> **Prompt**: Output every line of the data below without any change, from the first line to the last.

---------- Supplied records

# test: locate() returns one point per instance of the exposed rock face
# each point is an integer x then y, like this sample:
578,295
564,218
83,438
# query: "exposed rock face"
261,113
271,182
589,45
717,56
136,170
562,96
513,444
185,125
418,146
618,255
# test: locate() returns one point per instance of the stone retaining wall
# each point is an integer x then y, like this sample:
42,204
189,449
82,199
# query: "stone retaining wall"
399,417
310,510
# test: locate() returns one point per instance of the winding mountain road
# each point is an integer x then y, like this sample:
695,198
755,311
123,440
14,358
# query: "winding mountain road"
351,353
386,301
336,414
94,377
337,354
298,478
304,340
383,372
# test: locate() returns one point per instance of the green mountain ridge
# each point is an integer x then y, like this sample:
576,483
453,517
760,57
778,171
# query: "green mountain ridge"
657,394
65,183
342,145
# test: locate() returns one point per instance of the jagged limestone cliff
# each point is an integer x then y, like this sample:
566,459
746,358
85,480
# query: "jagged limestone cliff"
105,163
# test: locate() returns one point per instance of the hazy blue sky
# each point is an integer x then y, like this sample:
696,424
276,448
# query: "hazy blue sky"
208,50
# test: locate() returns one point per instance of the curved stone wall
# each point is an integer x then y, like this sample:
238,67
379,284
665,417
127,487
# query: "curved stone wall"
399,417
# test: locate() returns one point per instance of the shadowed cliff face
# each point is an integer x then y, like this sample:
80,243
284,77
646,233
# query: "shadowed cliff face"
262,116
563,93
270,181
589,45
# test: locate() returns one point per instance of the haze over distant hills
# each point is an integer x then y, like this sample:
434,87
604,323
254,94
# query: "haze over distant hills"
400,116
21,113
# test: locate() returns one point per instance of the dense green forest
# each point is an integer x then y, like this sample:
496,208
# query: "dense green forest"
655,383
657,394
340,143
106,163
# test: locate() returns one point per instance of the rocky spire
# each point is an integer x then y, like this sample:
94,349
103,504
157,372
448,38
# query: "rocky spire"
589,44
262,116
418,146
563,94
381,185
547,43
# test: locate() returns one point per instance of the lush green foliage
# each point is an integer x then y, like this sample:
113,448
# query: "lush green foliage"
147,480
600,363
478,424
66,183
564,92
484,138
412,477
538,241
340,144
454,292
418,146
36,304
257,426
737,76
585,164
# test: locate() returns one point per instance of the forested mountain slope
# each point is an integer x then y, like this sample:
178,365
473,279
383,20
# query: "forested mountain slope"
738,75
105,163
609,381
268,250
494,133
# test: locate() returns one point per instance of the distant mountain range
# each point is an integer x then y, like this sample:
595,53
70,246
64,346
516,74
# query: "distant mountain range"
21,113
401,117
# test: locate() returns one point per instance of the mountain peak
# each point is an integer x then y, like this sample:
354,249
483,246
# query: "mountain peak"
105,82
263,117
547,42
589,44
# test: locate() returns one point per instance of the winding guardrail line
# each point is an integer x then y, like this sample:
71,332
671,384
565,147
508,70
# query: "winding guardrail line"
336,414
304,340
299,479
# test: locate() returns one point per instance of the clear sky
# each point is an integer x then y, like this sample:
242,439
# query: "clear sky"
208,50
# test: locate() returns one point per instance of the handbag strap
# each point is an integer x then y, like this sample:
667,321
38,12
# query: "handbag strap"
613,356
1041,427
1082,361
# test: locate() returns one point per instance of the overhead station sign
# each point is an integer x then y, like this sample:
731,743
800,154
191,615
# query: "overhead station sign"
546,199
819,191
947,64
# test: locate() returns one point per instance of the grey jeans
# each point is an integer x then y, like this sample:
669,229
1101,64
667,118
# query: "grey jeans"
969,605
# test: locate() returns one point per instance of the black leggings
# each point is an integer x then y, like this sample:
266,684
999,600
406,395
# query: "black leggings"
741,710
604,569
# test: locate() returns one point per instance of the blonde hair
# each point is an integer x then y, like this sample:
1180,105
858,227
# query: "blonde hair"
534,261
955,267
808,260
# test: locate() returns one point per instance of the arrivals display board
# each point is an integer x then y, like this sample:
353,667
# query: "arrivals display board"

--------------------

> **Written answer**:
# test: locate() returns one point per instance of the exposed rock face
# each point is an integer x then y, like this sample:
578,295
564,218
83,438
# query: "exposed rock face"
261,113
271,182
589,45
717,56
136,170
562,96
513,444
185,125
418,146
618,255
# test: locate() returns one point per instance of the stone retaining wall
# each point is an integer x then y, like this sample:
42,204
189,449
82,199
# query: "stone retaining wall"
399,417
310,510
# test: locate() returns one point per instance of the winding mountain road
# each point is an integer x then y, like this sample:
695,198
755,311
123,440
14,358
# query: "winding mountain road"
351,353
386,301
336,414
94,377
337,354
298,478
304,340
383,372
# test: locate() returns one point per instance of the green mountain ridge
# each point is an integer x then y, like this sample:
576,483
453,517
760,57
778,171
# query: "green mountain ridge"
657,394
65,183
342,145
# test: locate() returns one point per instance of the jagged limestone cliff
# each point is an integer x then y, like this sample:
566,459
746,358
85,480
# query: "jagged limestone cliff"
105,163
# test: locate() returns one point per instance of the hazy blue sky
# each point is an integer x then y, like this sample:
696,424
276,448
# query: "hazy blue sky"
208,50
# test: locate() returns one point per instance of the curved stone wall
# each point is an integer x then y, like this sample:
238,67
379,284
665,417
127,487
# query: "curved stone wall"
399,417
# test: locate() returns one point per instance of the shadowed cliff face
# each point is an integer x then y, like this sample:
80,243
284,77
646,233
# query: "shadowed cliff face"
262,116
563,93
270,181
589,45
# test: locate() returns one point per instance of the haze over distant hills
# each point is an integer x then y, like this sample:
434,87
604,323
254,94
# query: "haze over distant hills"
400,116
21,113
# test: locate() returns one point per instance of the dense green forest
# each point is an integer x then y, like this sample:
496,208
# query: "dense green forest"
655,383
657,394
340,143
106,163
# test: locate() returns one point per instance of the rocky spire
# each point is an integer x then y, like this sample:
94,349
103,504
157,372
448,38
# query: "rocky spire"
589,44
262,116
418,146
563,94
381,185
547,43
# test: locate() returns one point per instance of the lush green foliage
# each point is an integer x then y, like this sample:
113,448
# query: "lush green foliage"
147,480
600,363
478,424
66,183
564,92
484,138
412,477
538,241
340,144
454,292
418,146
36,304
257,426
737,76
585,164
# test: locate() returns one point per instance of the forested mountain slope
# each point is an integer x then y, like this sample:
178,365
473,279
383,20
# query: "forested mountain slope"
738,75
105,163
609,381
268,250
494,133
# test: locate() returns one point per instance of the distant mountain range
# each point is an integer x then y, like this sample:
595,53
70,246
64,346
516,74
# query: "distant mountain range"
21,113
401,117
# test: locate() returns one point per instance of the mountain peak
# each point is an integer x then y, like this sample:
354,249
483,246
# query: "mountain peak"
105,82
263,117
547,42
589,44
# test: locate() returns one point per instance of the winding guardrail line
# each point is an integer x then y, like this sample:
71,332
671,384
565,147
508,70
# query: "winding guardrail line"
336,414
304,340
299,479
# test: locate() returns one point per instance of the clear sky
# each point is an integer x then y, like this sample:
242,439
# query: "clear sky"
208,50
# test: locate() returns one point per instance of the handbag strap
# each point is an integer x then y, like this sample:
667,321
38,12
# query: "handbag strap"
613,356
1041,427
1082,361
# test: locate() returns one point per instance of the overhead station sign
# each point is an integer x then y, like this sample:
731,743
800,154
191,615
# query: "overhead station sign"
546,199
819,191
947,64
# test: locate() returns one point per instance of the grey jeans
# each point is an integer x then y, like this sample:
669,229
1101,64
667,118
# query: "grey jeans"
969,605
# test: locate() returns one point per instance of the black leggings
# each point is an integer x then y, like this sample:
266,684
999,600
406,395
# query: "black leggings"
741,710
604,569
# test: locate() returns one point per instance of the blonde hair
# each point is an integer x then y, like this sample:
1180,105
858,227
# query: "blonde hair"
534,261
955,267
808,260
# test: locate() returns one point per instance of the arrivals display board
# each point is an integer x then y, like this sample:
353,667
# query: "arrivals display board"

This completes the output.